Input records →
+ + + + +
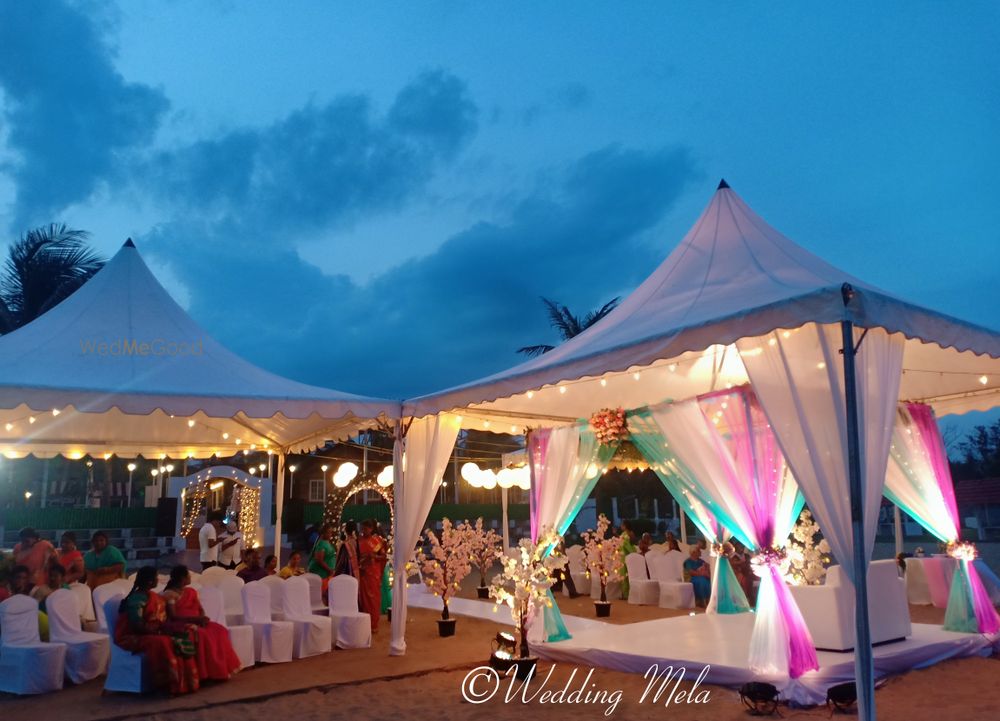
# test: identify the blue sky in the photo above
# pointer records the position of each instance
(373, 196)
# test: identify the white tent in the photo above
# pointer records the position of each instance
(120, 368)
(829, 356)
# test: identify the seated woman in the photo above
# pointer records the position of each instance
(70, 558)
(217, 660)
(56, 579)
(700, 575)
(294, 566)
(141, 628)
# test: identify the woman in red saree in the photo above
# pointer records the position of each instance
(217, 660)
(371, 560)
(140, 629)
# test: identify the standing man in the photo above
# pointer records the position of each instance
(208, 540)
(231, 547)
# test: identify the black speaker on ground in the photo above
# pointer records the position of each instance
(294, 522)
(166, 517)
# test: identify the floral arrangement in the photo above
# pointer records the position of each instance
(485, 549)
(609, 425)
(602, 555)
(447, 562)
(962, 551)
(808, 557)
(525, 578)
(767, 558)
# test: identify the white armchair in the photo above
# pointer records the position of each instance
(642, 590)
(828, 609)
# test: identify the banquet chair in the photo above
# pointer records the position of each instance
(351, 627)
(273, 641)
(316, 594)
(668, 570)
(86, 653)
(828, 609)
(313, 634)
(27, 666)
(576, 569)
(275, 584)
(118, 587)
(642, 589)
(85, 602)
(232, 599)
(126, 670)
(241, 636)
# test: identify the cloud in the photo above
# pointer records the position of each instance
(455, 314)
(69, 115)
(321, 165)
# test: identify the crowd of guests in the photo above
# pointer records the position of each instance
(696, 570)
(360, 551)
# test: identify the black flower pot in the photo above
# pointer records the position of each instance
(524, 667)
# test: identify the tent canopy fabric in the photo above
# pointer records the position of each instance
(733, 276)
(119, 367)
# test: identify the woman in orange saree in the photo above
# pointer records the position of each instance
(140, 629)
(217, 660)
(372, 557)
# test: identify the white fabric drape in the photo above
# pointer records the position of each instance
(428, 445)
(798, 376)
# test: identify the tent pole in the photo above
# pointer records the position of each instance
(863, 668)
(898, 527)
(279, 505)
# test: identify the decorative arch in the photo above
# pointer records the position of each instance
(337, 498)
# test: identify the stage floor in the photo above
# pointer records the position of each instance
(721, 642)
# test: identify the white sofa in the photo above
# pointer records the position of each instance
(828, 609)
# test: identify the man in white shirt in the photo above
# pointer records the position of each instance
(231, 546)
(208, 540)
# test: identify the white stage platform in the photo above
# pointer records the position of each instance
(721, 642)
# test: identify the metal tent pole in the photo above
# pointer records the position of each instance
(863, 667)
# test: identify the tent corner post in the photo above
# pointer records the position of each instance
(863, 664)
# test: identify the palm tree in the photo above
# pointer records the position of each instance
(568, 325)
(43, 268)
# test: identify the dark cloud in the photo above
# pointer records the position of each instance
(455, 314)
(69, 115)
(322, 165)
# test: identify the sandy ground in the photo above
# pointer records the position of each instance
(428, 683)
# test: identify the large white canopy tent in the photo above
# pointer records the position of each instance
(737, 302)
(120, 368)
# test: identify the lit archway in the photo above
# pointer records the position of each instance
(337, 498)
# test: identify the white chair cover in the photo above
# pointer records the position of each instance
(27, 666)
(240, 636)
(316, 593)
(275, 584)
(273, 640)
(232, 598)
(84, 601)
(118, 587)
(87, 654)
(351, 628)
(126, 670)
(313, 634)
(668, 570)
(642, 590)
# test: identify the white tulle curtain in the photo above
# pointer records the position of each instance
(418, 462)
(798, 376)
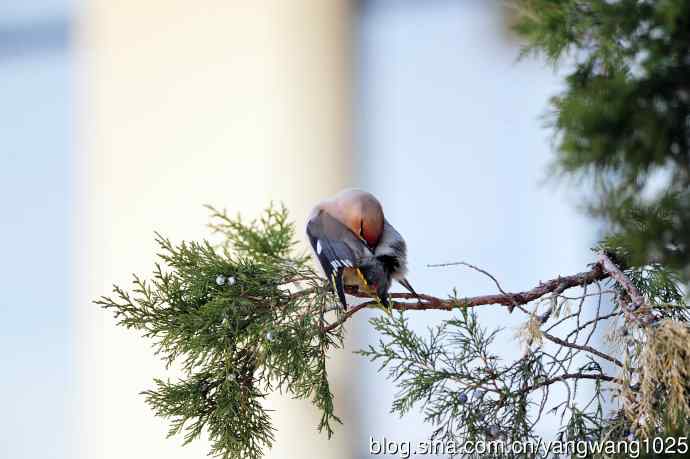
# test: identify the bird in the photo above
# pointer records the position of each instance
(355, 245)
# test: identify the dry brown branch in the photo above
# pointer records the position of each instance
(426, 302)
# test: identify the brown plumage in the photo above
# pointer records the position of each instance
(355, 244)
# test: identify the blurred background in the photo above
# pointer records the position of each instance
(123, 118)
+ + + + +
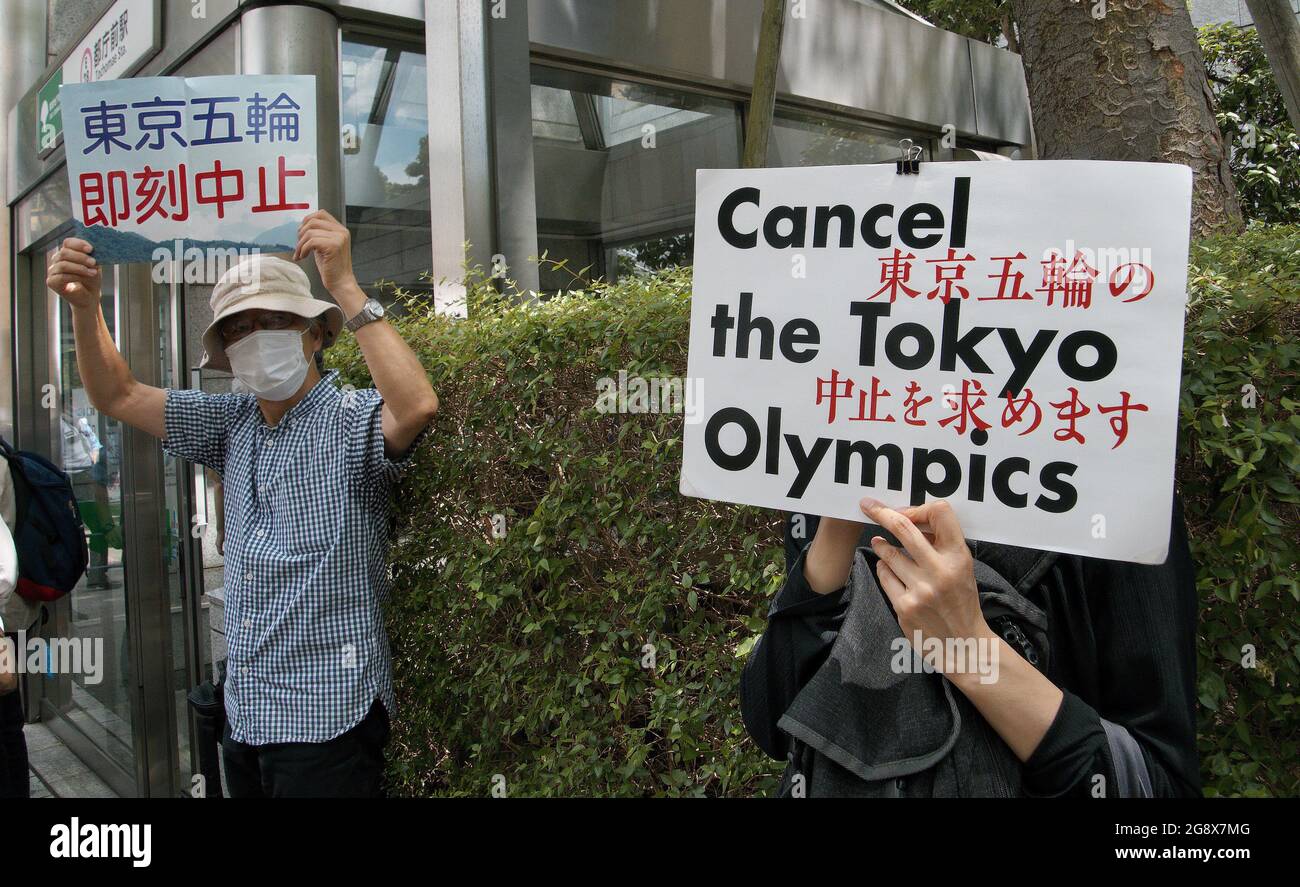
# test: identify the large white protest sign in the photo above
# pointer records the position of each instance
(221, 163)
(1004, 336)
+ + + + +
What this task involves → How many lines in the entries above contain the string "tent", matching case exactly? Reply with the number alone.

Finished answer → 6